Rows from a box labeling dataset
· · · · · · ·

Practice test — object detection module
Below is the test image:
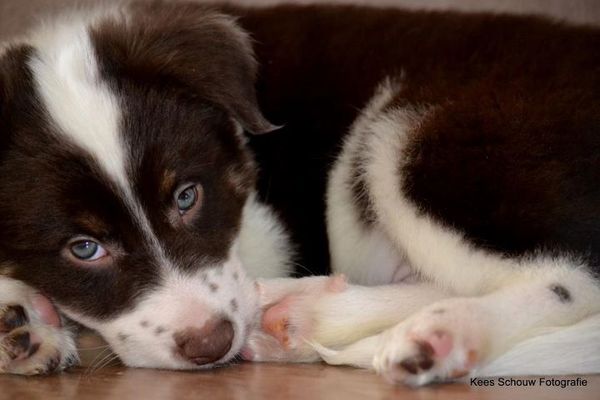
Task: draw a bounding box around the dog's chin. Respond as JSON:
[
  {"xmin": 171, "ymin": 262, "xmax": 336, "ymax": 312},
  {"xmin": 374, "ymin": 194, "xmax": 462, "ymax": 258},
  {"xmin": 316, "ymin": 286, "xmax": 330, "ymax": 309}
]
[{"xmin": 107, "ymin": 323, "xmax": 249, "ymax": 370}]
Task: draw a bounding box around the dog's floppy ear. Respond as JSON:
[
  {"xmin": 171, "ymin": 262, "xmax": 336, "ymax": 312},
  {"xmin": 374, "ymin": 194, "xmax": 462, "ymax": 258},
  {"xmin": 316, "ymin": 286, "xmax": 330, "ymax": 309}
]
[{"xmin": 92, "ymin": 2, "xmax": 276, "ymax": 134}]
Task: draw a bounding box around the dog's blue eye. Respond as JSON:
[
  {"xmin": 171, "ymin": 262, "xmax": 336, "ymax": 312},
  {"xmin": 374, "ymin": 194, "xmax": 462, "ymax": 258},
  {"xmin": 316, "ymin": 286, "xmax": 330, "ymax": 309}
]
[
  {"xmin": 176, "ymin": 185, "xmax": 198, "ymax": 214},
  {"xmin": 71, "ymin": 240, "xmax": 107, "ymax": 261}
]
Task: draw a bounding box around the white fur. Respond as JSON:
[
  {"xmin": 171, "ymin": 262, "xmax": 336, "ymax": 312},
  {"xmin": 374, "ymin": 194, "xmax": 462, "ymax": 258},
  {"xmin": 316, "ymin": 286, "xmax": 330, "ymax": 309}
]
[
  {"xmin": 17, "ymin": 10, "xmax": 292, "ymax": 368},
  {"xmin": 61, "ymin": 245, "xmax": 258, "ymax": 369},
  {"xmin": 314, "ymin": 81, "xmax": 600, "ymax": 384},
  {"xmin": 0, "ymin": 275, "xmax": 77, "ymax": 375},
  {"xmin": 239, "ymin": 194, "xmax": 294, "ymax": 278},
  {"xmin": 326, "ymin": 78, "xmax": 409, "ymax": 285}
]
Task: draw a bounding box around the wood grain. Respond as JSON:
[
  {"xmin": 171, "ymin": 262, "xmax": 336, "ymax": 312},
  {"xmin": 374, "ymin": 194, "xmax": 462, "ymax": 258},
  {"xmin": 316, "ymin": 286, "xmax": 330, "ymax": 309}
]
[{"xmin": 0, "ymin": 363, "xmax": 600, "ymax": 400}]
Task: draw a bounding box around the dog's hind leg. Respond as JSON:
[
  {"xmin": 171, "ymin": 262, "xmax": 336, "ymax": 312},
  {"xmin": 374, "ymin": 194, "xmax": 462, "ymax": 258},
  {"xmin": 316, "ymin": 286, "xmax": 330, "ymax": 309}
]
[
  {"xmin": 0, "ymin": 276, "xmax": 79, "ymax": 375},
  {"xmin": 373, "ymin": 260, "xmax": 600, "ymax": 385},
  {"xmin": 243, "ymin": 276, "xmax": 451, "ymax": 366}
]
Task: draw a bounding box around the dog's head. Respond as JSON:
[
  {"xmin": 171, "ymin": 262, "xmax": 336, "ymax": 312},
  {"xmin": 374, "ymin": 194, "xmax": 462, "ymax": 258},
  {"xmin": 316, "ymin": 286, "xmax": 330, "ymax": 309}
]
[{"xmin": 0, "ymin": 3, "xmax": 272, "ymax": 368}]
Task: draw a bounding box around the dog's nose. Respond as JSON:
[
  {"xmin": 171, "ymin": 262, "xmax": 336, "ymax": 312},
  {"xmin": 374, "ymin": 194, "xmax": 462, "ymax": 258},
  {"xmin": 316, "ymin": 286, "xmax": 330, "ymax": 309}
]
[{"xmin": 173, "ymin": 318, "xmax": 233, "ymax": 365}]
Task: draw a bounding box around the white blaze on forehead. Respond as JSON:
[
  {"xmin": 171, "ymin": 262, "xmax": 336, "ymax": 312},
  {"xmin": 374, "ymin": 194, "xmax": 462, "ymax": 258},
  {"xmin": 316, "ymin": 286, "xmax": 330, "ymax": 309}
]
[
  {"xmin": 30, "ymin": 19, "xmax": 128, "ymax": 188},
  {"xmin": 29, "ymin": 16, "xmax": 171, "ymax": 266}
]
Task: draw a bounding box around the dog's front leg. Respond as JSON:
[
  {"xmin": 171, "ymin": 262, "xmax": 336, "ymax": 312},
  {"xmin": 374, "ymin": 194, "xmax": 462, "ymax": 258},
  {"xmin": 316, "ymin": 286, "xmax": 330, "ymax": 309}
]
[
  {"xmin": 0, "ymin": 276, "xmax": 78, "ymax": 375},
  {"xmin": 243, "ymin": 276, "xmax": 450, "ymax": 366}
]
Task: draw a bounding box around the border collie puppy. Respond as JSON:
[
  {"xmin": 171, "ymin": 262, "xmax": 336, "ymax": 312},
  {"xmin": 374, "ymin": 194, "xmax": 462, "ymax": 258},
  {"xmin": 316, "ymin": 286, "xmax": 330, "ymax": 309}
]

· · · · · · ·

WHAT YOU NEED TO DO: How many lines in the rows above contain the word "Task"? Reply with the number alone.

WRITTEN ANSWER: 11